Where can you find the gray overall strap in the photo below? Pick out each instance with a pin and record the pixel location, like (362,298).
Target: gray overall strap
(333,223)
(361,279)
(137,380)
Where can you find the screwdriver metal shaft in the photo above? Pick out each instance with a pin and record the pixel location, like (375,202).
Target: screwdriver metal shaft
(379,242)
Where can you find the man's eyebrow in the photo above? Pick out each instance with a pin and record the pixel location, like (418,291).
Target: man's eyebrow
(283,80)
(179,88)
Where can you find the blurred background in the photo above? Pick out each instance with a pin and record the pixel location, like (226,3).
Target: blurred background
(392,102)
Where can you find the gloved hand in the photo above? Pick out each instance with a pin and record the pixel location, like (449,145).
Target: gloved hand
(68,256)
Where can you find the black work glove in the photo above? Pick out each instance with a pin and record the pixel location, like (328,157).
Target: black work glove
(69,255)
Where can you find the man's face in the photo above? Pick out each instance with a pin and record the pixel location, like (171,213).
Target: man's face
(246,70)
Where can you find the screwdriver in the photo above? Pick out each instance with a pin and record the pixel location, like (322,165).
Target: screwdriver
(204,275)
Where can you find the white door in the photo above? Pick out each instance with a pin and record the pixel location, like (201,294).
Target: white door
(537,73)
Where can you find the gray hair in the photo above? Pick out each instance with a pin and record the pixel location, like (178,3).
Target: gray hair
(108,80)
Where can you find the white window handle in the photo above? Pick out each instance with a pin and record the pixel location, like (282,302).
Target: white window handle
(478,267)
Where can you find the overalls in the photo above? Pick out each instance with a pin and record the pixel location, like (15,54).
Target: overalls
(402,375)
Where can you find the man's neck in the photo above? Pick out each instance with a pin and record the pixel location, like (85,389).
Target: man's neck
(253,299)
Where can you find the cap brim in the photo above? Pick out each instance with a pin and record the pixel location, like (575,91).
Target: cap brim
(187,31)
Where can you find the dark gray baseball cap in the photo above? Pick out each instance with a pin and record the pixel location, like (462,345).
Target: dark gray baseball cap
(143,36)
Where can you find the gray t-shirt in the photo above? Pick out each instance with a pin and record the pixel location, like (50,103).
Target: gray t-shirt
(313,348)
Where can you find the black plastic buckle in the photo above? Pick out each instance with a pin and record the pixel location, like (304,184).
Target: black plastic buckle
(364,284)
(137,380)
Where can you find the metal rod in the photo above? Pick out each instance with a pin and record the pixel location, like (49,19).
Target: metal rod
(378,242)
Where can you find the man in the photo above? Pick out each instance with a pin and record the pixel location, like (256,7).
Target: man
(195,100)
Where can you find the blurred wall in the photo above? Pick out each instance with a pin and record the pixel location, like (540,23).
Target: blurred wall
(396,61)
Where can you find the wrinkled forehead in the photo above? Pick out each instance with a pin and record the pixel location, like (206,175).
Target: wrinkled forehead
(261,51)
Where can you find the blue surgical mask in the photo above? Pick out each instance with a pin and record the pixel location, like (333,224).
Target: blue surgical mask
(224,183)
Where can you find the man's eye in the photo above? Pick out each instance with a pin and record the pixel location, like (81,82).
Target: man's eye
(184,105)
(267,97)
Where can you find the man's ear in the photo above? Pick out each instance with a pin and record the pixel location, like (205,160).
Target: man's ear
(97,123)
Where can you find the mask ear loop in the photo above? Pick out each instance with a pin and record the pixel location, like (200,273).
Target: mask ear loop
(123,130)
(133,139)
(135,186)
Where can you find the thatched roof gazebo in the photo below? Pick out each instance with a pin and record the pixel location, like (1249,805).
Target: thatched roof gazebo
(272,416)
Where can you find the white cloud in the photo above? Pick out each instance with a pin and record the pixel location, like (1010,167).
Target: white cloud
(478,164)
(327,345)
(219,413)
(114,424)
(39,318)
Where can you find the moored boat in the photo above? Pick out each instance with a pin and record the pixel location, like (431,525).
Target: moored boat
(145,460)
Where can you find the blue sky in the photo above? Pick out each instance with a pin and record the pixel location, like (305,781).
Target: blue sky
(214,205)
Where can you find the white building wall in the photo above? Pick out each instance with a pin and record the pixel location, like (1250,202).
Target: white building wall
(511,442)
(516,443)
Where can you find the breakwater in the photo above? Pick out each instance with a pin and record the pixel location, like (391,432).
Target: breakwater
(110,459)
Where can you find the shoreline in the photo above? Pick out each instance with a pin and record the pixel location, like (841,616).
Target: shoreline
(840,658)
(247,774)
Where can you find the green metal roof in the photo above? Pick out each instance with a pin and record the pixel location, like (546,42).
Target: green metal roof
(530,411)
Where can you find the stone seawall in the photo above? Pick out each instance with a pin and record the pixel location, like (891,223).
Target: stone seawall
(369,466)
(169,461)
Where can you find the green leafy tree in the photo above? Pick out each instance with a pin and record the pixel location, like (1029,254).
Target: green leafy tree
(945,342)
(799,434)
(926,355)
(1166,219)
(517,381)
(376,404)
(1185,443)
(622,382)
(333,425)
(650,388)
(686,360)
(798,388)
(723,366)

What you need to do |
Repeat the material above in full, keeping every word.

Solution to the exercise |
Where can you find the gray overall strap in the photo below? Pick out each instance with a pin and record the pixel location, like (362,298).
Target: gray overall strap
(333,223)
(361,279)
(137,380)
Where can you find the screwdriver metal shaft in the photo above? Pick out each instance with a pin and record the pixel location, like (375,202).
Target: screwdriver metal shaft
(379,242)
Where can you find the man's eyebrow in the photo above? Pick out each instance with a pin and record the pixel location, like (418,291).
Target: man's eyebrow
(283,80)
(179,88)
Where can you find the blurred background in the photo above? Pick out each instance with a pin and record the pixel location, like (226,3).
Target: blurred background
(392,102)
Where can you find the gloved hand in the photo above? Pick out each instance with a pin and record the pixel location, like (449,145).
Target: gloved hand
(68,256)
Where can you find the black work glove in the photo above? Pick out each instance with a pin and record the pixel location, like (328,157).
Target: black work glove
(69,255)
Where can you find the man's face in the photo above? Pick out each instance with a pin and record the pixel location, like (171,213).
Target: man's face
(246,70)
Where can you find the screwdriver in the photo above? Pick out each instance with a pin and record the pixel location, like (322,165).
Target: screwdriver
(204,275)
Where can you find the white door in the photo above? Pick out each instance with a pin and record the pixel location, like (201,294).
Target: white door
(537,73)
Where can you find the gray hair in the photo above? Pick out each instance with a pin and record the pixel location, like (178,3).
Target: gray hair
(108,80)
Where can you find the white window handle in the photo above? Pick out each instance with a pin and record the pixel location, like (282,302).
Target: white window handle
(478,267)
Where can you find the overalls in the photo above? Pick out each instance with a pin and record the pixel location, like (15,54).
Target: overalls
(402,375)
Where can you find the man's neck in the photo above? Pick out each instance with a pin and record the pixel location, like (85,389).
Target: man's neck
(253,299)
Where can you find the cap brim in the photo above? Pick out each instance with a pin and record the pixel location, like (575,91).
Target: cap brim
(187,31)
Where can you find the dark gray baseball cap in the photo above? Pick out each instance with a pin and record the pixel location, like (462,345).
Target: dark gray baseball cap
(143,36)
Where can you find the gray t-shirt in the photo above? Pick out each instance with a pin and record the pixel location, like (50,103).
Target: gray t-shirt
(313,348)
Where can you find the black plastic buckle in the photo above? Pick out each instance with a pin and record the pixel location, like (304,184).
Target: black plastic buckle
(364,284)
(137,380)
Where can you find the metal rod in the photo above? Pick out each instance with a pin and record the pixel location, like (49,19).
Target: metal rod
(378,242)
Where can you find the man in the photo above? Pick out each instance with a pin and record the pixel location, like (256,7).
Target: man
(195,100)
Where can you find the blurred wall in the photo above? Pick out each instance with a pin and record the pixel location, like (540,23).
Target: blurred wall
(396,61)
Where can you find the wrinkled forehead in the photo above? Pick out each instance with a pin and record the pixel location, like (206,175).
Target: wrinkled forehead
(261,51)
Where can you find the blue surgical mask in the photo above? Pick out each instance with a pin and record the pixel location, like (333,224).
Target: blue surgical mask
(224,183)
Where can you find the man's eye in the photo above? Pick out each instance with a pin and record the pixel location, like (81,82).
Target: man's eye
(184,105)
(267,97)
Where can you find the man's ear in the photo above? Pick out each instance with a pin and record the pixel location, like (205,160).
Target: man's ear
(97,123)
Where can you find the mask ear loop in the photo above? Pick out each instance with a pin and record the pixel location, like (200,273).
Target: mask ear loop
(123,130)
(133,139)
(135,186)
Where can you find the thatched roof gazebo in the photo below? Pick out each instance with a pin and record the pixel location, like (1249,805).
Target: thatched roof gazebo
(272,416)
Where can you find the white cloud in the photo above? Pick out each instance with a pin and record the pixel location, like (1010,167).
Target: white cloud
(478,164)
(327,345)
(219,413)
(114,424)
(39,318)
Where can you find the moored boat in the photo above? Pick out each instance with a pin and record the pixel location, like (431,525).
Target: moored boat
(145,460)
Where can you find the blue sky in the photo above? Pick out each instance with a pin and record the pixel location, like (305,781).
Target: blue sky
(214,205)
Where can you find the white building wall in the photo above? Pick out each instance with a pin and record the pixel location, like (1250,202).
Target: white building wall
(511,442)
(516,443)
Where can you find the breakwater in the photo above? Pick out each instance with a pin and record the pixel location, like (391,432).
Target: breakwater
(110,459)
Where can you find the shoreline in the photo above? Pick out each instance with a pin and record the pixel location, like (841,616).
Target: shoreline
(840,658)
(247,774)
Where can you find the green metal roof in the photo above? Pick out each instance with a pin and record the pixel location, like (546,42).
Target: green metal roof
(530,411)
Where can you find the stone seawall in the photo above? Pick out each instance with a pin and record the pixel location, like (891,223).
Target: stone seawall
(369,466)
(169,461)
Where can you find the green leafy tree in the photo above? Pick out each instance with a pin and record the pixel location, like (1029,254).
Target: green leafy tree
(945,342)
(799,434)
(926,355)
(1166,219)
(517,381)
(376,404)
(1185,443)
(622,382)
(333,425)
(650,388)
(686,360)
(798,388)
(723,366)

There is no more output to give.